提示された抜粋:
^^^^^^^^^^^^^^^^

戦争がいつ起こり、時代がいつ変わるのか?
自分が誰を恋し、誰を憎むのか?
自分はいつ子供を産み、子はどんな成長をするのか?
誰が犯罪を犯し、誰が発明や芸術を生むのか?
頭脳や肉体ではなく、精神がそれを体験して覚えて知っているのだ!

そしてそれこそ『幸福』であるッ!
独りではなく、全員が未来を「覚悟」できるからだッ!
「覚悟した者」は「幸福」であるッ!
悪い出来事の未来も知る事は「絶望」と思うだろうが、逆だッ!
明日「死ぬ」とわかっていても、「覚悟」があるから幸福なんだ!
「覚悟」は「絶望」を吹き飛ばすからだッ!   ──ジョジョの奇妙な冒険第六部より、プッチ神父

 プッチ神父に力説されると本当にそれが幸福のような気がしてくるなあ・・・。プッチ神父は全人類が未来に起こることを知っているという条件で話をしているがこの短編の場合、未来の自分が過去の自分にウソをつくことができるので完全に同じではない。この短編の世界では、未来に悲惨なことが起こるとわかった人間は明るく受け入れる人もいれば、救いを求める人もいるしこんな運命は認めないと騒ぐやつにわかれることになる。幸福か不幸かは正直よくわからないが、ただひとついえることがある。それは歴史の授業が今まで以上に、あるいは異常にめんどうくさくなることだ。ただでさえ人類の歴史が伸びるごとに歴史の分量が増えていくというのに、そのうえ未来までわかってしまったら多分未来も勉強しなくてはならないだろう。過去日本史、過去世界史、未来日本史、未来世界史とか、歴史だけで四科目になってしまうじゃないか! そんな未来はごめんだ!

誘拐

 何だこのイーガン版オレオレ詐欺は・・・とげらげら笑っていたら最後はやっぱりイーガン風になってびっくりした。何でオレオレ詐欺がこんな他者とは、アイデンティティとは、コピーとは、なんていういつもの話題にシフトしているんだ。心底びっくりしたぞ。コピーなんか絶対に作らないからねっ! コピーを作らせたいなら私の納得のいくちゃんとした理由をきかせろ! と怒る妻にむかってなぜなら私は君を失いたくないからだ、とか答える(口にはださないけど)のはやっぱり卑怯だよなあ。

ミトコンドリア・イヴ

 人類の遺伝子を何万年も前まで遡っていけば最終的にアダムとイヴにたどり着くんじゃね? 的な発想を頑張ってやる人の物語。それに付随して人類とは何か、みたいなでかい話題になっていく。元が一人だったのなら世界の統一になるだろうとか。文字通り人類みな兄弟。物語の大枠はとてもイーガンっぽいのだけれども(発想がいきなり人類の問題になっちゃうところとか)中身はイーガンっぽくない気がする。内容もほとんどミトコンドリア・イヴとは何か、とかそれがもたらす効果についてしか書かれていない。それゆえに終盤までちょっと退屈だったけれど、最後の数ページは主張が存分に表れていて気持ちが良い。短編でしかできないよね・・。

^^^^^^^^^^^^^^^^

データ部分:

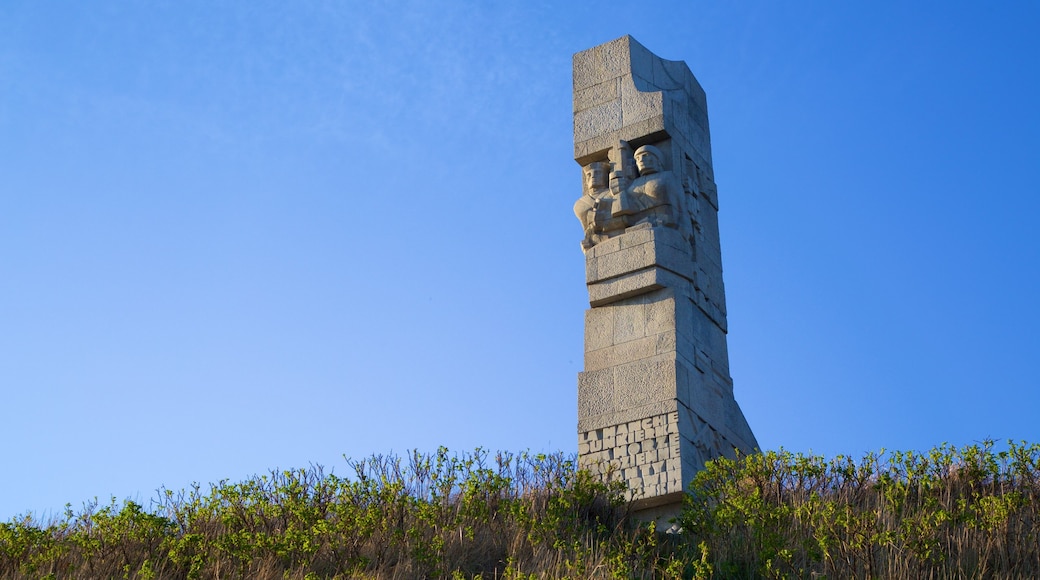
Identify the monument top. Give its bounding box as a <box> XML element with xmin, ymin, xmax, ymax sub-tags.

^^^^^^^^^^^^^^^^

記述課題:
提示された抜粋では、未来までわかってしまった場合、歴史が四科目になるとしている。その四科目の名前を挙げよ。

解答例:
過去日本史、過去世界史、未来日本史、未来世界史。